# start of RECORD EXTRACTS

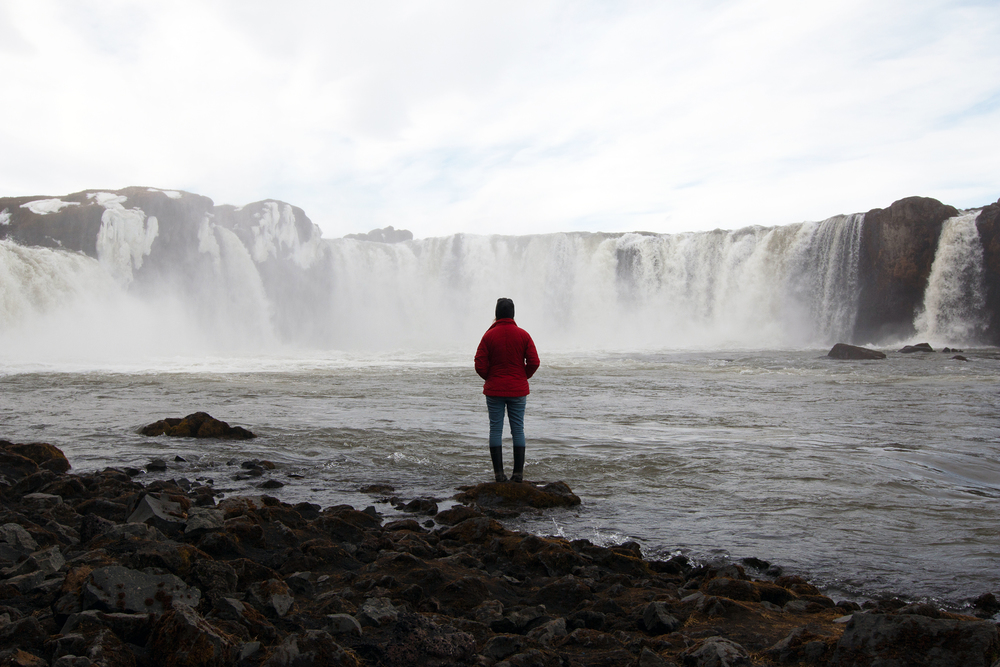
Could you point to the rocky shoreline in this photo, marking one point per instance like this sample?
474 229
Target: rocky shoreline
99 569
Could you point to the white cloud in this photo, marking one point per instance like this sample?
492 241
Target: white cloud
513 118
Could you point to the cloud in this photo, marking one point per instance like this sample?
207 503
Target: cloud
517 117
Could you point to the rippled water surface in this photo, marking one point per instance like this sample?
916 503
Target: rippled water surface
868 477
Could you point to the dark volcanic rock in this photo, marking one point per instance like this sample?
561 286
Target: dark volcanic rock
196 425
919 347
897 249
845 351
385 235
913 639
271 583
988 224
518 496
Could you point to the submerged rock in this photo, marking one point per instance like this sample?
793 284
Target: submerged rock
845 351
518 496
197 425
256 581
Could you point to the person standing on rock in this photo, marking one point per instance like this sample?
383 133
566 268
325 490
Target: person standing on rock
506 358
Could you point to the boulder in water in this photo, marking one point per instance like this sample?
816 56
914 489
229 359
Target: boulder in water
518 497
845 351
197 425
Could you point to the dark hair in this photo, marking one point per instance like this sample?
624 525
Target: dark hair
505 308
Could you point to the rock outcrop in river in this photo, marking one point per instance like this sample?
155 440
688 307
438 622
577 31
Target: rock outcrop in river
101 570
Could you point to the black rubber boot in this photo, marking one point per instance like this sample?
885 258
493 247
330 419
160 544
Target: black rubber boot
518 474
496 453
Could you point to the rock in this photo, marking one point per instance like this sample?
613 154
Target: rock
919 347
845 351
312 648
548 633
14 466
649 659
47 562
17 538
45 456
376 612
986 605
203 520
272 595
942 642
716 652
384 235
457 514
502 646
182 638
117 588
898 245
196 425
802 645
426 506
657 619
519 496
340 624
164 515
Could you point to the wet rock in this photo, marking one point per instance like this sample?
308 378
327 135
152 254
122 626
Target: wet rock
897 250
845 351
18 540
986 605
942 642
802 645
522 496
457 514
312 648
426 506
196 425
202 520
919 347
648 658
377 611
658 620
272 596
44 455
182 638
716 652
161 513
342 624
117 588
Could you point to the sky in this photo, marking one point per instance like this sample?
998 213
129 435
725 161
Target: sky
513 117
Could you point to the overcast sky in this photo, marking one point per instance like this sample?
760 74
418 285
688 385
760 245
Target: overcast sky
508 117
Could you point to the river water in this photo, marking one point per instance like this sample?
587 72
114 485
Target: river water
870 478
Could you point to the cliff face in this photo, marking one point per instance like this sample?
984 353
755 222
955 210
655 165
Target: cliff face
897 250
988 224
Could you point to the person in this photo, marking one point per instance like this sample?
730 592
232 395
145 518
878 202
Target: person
506 358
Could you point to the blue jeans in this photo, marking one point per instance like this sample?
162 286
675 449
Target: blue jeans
514 406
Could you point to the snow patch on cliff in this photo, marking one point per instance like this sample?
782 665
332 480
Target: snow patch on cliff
173 194
275 234
46 206
125 238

# end of RECORD EXTRACTS

Render every line of the records above as a JSON array of strings, one string per line, with blank lines dropped and the pictures left out.

[
  "Could you point to the rocky shoreline in this photo, marking one point per instance like this sample?",
  "474 229",
  "Target: rocky shoreline",
  "99 569",
  "Could you point to the white cloud in this photo, marking one point per instance like this sample?",
  "492 241",
  "Target: white cloud",
  "513 118",
  "Could you point to the cloud in this photo, marking one point per instance like this sample?",
  "207 503",
  "Target: cloud",
  "517 117",
  "Could you point to the rippled water surface in this photo, marking one point per instance like this sample?",
  "916 503",
  "Target: rippled water surface",
  "868 477",
  "Could you point to the dark volcanic rock in this photo, marking one point per instance like this sample?",
  "561 286",
  "Target: dark volcanic rock",
  "196 425",
  "919 347",
  "897 249",
  "845 351",
  "385 235",
  "913 639",
  "271 583",
  "988 224",
  "518 496",
  "Could you point to the submerged rock in this photo, marking one point per instance like this sample?",
  "793 284",
  "Target: submerged rock",
  "845 351",
  "518 496",
  "197 425",
  "256 581",
  "Could you point to the person standing on rock in this photo, marking one point per instance like this sample?",
  "383 133",
  "566 268",
  "325 490",
  "Target: person standing on rock",
  "506 358",
  "Could you point to the boulder in water in this photo, marking one point per instance like this sample?",
  "816 56",
  "914 489",
  "229 359",
  "Target: boulder in water",
  "518 497",
  "845 351",
  "197 425",
  "Could you point to the dark hair in this photo, marking one point per instance like this sample?",
  "624 525",
  "Target: dark hair",
  "505 308",
  "Could you point to the rock outcrop in river in this photo, marking one point per instance like this sample?",
  "155 440",
  "688 307",
  "438 622",
  "577 31",
  "Target: rock outcrop in river",
  "101 570",
  "Could you point to the black rubber boot in this photo, marking one point per instance like this sample?",
  "885 258",
  "493 247",
  "330 419",
  "160 544",
  "Target: black rubber boot",
  "518 474",
  "496 453",
  "Could you point to the rock in this photo, marking one point per instance like this sample?",
  "613 154",
  "Target: rock",
  "919 347",
  "845 351",
  "312 648",
  "548 633",
  "14 466",
  "649 659",
  "47 562",
  "17 538",
  "45 456",
  "376 612",
  "986 605",
  "203 520",
  "272 595",
  "942 642",
  "716 652",
  "384 235",
  "457 514",
  "502 646",
  "182 638",
  "117 588",
  "898 245",
  "196 425",
  "802 645",
  "426 506",
  "657 619",
  "519 496",
  "340 624",
  "164 515",
  "Could you point to the wet rock in this photo, marking one point per instance like this sample?",
  "308 378",
  "327 135",
  "152 254",
  "122 626",
  "Target: wet rock",
  "897 250",
  "845 351",
  "18 540",
  "986 605",
  "942 642",
  "802 645",
  "522 496",
  "457 514",
  "312 648",
  "426 506",
  "196 425",
  "202 520",
  "919 347",
  "648 658",
  "377 611",
  "658 620",
  "272 596",
  "44 455",
  "182 638",
  "716 652",
  "161 513",
  "342 624",
  "117 588",
  "Could you point to the sky in this photo, marking one point per instance like this sample?",
  "998 213",
  "129 435",
  "725 161",
  "Target: sky",
  "513 117",
  "Could you point to the overcast sky in this photo, marking one point per instance like this sample?",
  "760 74",
  "418 285",
  "688 385",
  "760 245",
  "Target: overcast sky",
  "508 117",
  "Could you point to the river water in this photo, marking one point per instance like this sample?",
  "587 72",
  "114 485",
  "Target: river water",
  "870 478",
  "Could you point to the cliff face in this photo, marking one point per instance like this sample?",
  "984 353",
  "755 222",
  "955 210",
  "655 165",
  "Target: cliff face",
  "897 250",
  "988 224",
  "Could you point to the person in this photo, marking one point per instance like this sample?",
  "730 592",
  "232 395",
  "145 518",
  "878 202",
  "Target: person",
  "506 358",
  "Could you point to the blue jeans in this photo, marking one point per instance like this sample?",
  "162 286",
  "675 449",
  "Target: blue jeans",
  "514 406",
  "Could you point to the snow patch on cliff in this photo, marking one point per instance like this sample?",
  "782 665",
  "332 480",
  "Target: snow patch on cliff",
  "173 194",
  "275 234",
  "46 206",
  "125 238"
]